# Text for analysis
+ + +

Nociplastic Pain–Nerves Gone Rogue

Central sensitization syndromes (CSS) are a group of medical conditions that share the common abnormality of nerve sensitization or nociplastic pain. They affect as many as 30 million adults in the United States. Examples include chronic migraine, back pain, bladder pain, pelvic pain, and irritable bowel syndrome. The individual conditions differ in many ways but all share the feature of sensitization.

 

Common sensitization syndromes

Chronic back pain and neck pain
Chronic muscle pain (myofascial pain syndrome)
Fibromyalgia
Temporomandibular disorders
Chronic stomach pain
Irritable bowel syndrome
Migraine headaches
Chronic bladder pain (i.e., interstitial cystitis)
Chronic pelvic pain

 

How sensitization increases pain levels

Nerve sensitization arises from abnormalities in how pain signals are processed and perceived in the brain, spinal cord, and nerves. Sensitization makes the nerves more sensitive and more reactive to stimuli which increases pain levels. There is increased reactivity to normal sensory inputs, such as touch and movement.

 

Sensitized nerves exaggerate the pain signal when reporting it to the brain. The reactive nerves send more pain signals, more often. They are like tattletales, constantly telling the brain something is wrong. The person then perceives something serious is wrong. It’s what I call a “maladaptive biologic process.” The nerves get confused and adjust in an unhelpful way; the brain believes the tattletale nerves.

 

Three ways sensitization exaggerates pain levels

1. Pain hypersensitivity is increased sensitivity to sensory inputs, such as touch, pressure, and movement. Let’s consider two people, one with sensitization and the other without it. They both lift a 50-pound box and feel a pull in the back. The person without sensitization reports the pain as a “three out of ten.” Meanwhile, the person with sensitization reports the pain as a “seven out of ten.” The nerves are telling the brain it hurts more than what a person without the condition feels. It’s not the person overreacting; the intensity is very real. The sensation is because the nerves are hypersensitive.

2. Allodynia-Pain in response to things that aren’t normally painful. Light pressure on the back muscles shouldn’t cause discomfort outside of an injury. With nerve sensitization, a mild touch can prompt a substantial pain response. And, after being touched, there can be unpleasant sensations, like burning or tingling.

+ + +

# Data block
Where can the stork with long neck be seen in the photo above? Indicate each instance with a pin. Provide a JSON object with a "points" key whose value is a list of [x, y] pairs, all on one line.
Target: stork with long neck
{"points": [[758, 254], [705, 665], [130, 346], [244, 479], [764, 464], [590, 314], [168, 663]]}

+ + +

# Task instructions
1. Extract the passage of the nociplastic pain article from "How sensitization increases" up to and including "touch and movement.", word for word.
2. Write the next part of the nociplastic pain article, picking up after its final sentence.

# Results in order
1.
How sensitization increases pain levels

Nerve sensitization arises from abnormalities in how pain signals are processed and perceived in the brain, spinal cord, and nerves. Sensitization makes the nerves more sensitive and more reactive to stimuli which increases pain levels. There is increased reactivity to normal sensory inputs, such as touch and movement.

2.
3. The pain spreads to more parts of the body. With sensitization, pain spreads beyond the injured area, such as the joint or nerve. One example is with back pain. Instead of a small area of the back hurting, a person with nerve sensitization may feel pain across the back and down into the thighs. Another example is with nerves, someone with a pinched nerve may feel their entire leg is numb, instead of just the area supplied by the irritated nerve.

 

In addition to affecting how pain is experienced, sensitization causes symptoms that affect the entire body. Called “non-pain symptoms,” these include activity-limiting fatigue, disrupted sleep, and thinking difficulties. Tattletale nerves throw the entire nervous system off.

 

The whole body is affected

Between the pain condition—such as headaches or back pain—and the non-pain symptoms, nerve sensitization affects the function of the entire body. Your brain and nervous system are in charge of helping you think clearly, be active, and regulate sleep. If that system is not working normally, all of its functions are affected. With sensitization syndromes, the disorder does not stem from just the back or head or stomach, but from the entire nervous system.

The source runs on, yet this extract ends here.